- Task A:
Answer these questions from the horse rescue account.
(i) Where was the note offering the horses posted?
(ii) What was the name of the mare left behind?
(iii) What did the writer leave for that mare before going?
- Task B:
Pick up the horse rescue account after its last sentence and continue it.
Page text START
When I saw free horses on a local bulletin board I I new it was a bad situation.
It was the first thing I saw when I walked in to the feed store - a sticky note hastily written that said " Two Free Female Horses" Call Renoir with a phone # and a Morgan Hill address. I called as fast as I could dial. A man answered, an appointment was made and I ran home to get my trailer.
Free ads for animals almost always put the animals at risk from livestock dealers, dog fighters and other people looking for free animals for inhumane uses.
What I saw when I got there was even worse than my imagination had conjured up. Two mares enclosed in a small pen, severely underweight and there was no feed on the property.
I tried to take both of the mares
Fiona, the chestnut and the worse looking of the two was easy to catch and load but I had to leave the second mare behind. I couldn't catch her much less get her in the trailer. She had a badly deformed crushed hip and she was in a lot of discomfort. It was very sad and stressful to take her buddy and leave Alma behind in that condition. I had some fresh hay in my truck so I left a bale and promised her I would be back.
With Fiona in the trailer I called my vet and arranged to take her straight to the clinic. She was diagnosed with a chronic systemic infection on top of serve malnutrition and dehydration. We started her on antibiotics and slowly back on feed.
Page text END
Information START
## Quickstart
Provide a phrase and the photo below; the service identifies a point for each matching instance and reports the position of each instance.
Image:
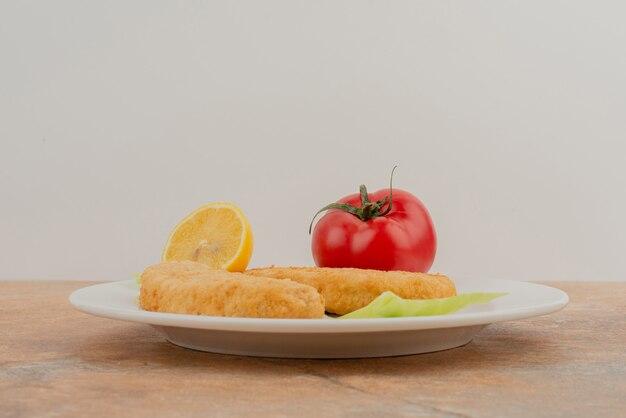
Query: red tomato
(402, 238)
Information END
- Task output A:
(i) On a sticky note at the feed store.
(ii) Alma.
(iii) A bale of fresh hay.

- Task output B:
Home safe at my farm, Fiona whinnied in her paddock in the direction where she had come from, presumably calling for Alma. I knew had to get her out too but I didn't have the skills to catch and trailer a horse hell bent on not doing either. That's when I called Sheila. I didn't know what kind of help she could or would offer and I only knew her from a speech she gave to my Morgan Hill Rotary club.
Sheila promised me she would round up a volunteer that was excellent with hard to handle horses but I was still worried. Would they get there before someone else looking for a free horse?
My worries were relieved - by 10:30 the next morning Sheila and her volunteer had Alma in the trailer and on the way to Alma Bonita.
When Fiona was stronger we decided to reunite the mares at Alma Bonita. Fiona continued to require extensive veterinary care for her rampant infections that appeared randomly across her body. Alma blossomed and with feed and time she began to move free of pain.
Fiona took 6 months of veterinary care to finally be considered "well".
Today both Fiona and Alma have lifetime homes at Alma Bonita Animal Rescue where they run free with the other rescues and Gomez the 35 year old BLM donkey.